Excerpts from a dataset
****************************************

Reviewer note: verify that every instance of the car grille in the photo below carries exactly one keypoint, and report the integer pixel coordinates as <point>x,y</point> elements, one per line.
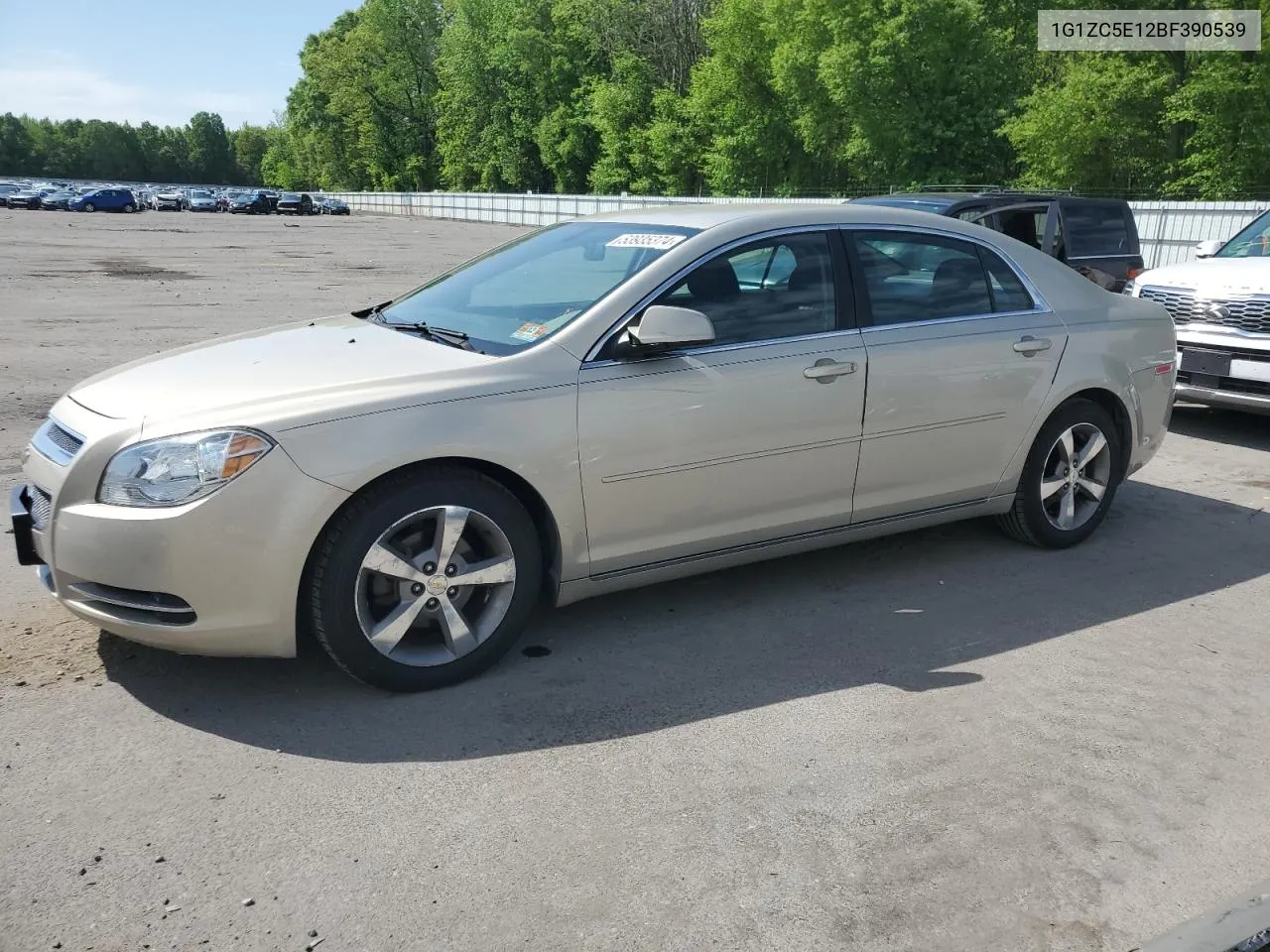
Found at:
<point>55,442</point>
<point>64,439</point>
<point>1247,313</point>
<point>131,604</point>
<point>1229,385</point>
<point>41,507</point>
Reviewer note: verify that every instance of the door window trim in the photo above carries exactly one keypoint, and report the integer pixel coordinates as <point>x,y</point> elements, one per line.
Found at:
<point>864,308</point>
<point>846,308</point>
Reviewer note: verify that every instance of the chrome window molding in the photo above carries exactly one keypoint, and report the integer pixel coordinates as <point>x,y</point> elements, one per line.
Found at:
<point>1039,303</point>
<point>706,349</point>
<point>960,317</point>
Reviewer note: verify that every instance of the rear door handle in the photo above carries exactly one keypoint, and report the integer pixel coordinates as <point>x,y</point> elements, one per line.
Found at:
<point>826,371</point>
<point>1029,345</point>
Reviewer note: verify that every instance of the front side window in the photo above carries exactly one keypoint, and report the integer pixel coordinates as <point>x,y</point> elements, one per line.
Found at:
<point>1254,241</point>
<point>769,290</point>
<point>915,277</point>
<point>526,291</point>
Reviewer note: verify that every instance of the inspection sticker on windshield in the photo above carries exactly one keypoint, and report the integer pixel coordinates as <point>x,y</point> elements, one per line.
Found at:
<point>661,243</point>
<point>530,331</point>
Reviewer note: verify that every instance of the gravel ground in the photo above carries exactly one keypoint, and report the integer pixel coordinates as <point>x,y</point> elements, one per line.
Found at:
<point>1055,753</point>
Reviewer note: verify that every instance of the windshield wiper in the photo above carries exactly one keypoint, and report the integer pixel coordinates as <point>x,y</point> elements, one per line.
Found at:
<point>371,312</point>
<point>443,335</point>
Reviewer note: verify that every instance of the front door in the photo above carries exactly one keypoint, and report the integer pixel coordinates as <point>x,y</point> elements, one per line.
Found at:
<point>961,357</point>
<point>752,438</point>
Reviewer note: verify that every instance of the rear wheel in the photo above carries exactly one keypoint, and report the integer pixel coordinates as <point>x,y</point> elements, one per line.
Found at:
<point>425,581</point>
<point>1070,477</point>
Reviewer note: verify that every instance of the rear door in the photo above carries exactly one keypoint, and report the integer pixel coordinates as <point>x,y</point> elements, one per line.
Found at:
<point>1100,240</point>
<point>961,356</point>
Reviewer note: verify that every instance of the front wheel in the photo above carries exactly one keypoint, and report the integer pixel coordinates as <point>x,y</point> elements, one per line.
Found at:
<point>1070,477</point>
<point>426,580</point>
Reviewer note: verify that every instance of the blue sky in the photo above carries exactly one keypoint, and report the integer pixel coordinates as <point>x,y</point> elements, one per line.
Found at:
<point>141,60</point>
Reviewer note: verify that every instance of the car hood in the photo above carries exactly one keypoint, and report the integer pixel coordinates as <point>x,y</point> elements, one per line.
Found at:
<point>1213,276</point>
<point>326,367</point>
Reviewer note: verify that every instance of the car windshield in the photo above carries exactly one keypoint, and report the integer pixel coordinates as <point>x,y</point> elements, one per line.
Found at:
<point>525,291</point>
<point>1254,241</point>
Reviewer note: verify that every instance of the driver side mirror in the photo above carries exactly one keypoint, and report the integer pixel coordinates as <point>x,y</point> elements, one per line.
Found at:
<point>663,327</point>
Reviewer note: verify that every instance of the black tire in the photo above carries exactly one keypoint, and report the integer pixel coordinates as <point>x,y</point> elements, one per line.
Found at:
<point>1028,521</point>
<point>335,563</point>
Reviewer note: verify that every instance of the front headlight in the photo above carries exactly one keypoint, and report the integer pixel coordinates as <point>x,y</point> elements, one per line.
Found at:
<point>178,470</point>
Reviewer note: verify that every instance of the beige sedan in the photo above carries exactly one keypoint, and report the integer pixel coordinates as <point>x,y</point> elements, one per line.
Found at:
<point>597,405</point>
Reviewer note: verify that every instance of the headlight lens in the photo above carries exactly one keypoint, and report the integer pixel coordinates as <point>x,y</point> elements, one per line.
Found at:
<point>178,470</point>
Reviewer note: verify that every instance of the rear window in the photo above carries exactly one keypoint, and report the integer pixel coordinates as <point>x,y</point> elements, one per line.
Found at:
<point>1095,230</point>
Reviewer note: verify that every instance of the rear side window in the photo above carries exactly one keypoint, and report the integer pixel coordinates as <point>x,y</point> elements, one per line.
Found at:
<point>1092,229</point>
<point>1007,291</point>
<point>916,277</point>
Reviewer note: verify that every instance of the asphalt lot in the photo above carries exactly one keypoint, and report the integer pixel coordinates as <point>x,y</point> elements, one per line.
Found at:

****************************************

• [YOUR INSTRUCTIONS]: Your answer must be the lines from the one containing "Reviewer note: verify that every instance of the rear side" to the last line of the entries, repeated exactly and with nothing else.

• [ANSWER BOX]:
Reviewer note: verify that every instance of the rear side window in the photo above carries exactly one keypoint, and report the integer pixel coordinates as <point>x,y</point> elements, one per line.
Found at:
<point>1092,229</point>
<point>1007,291</point>
<point>916,277</point>
Reviewer note: verify that every instance of the asphalt lot in the photo above carries exactly one keypoint, and report the integer pixel coordinates as <point>x,y</point> elements, one per line.
Found at:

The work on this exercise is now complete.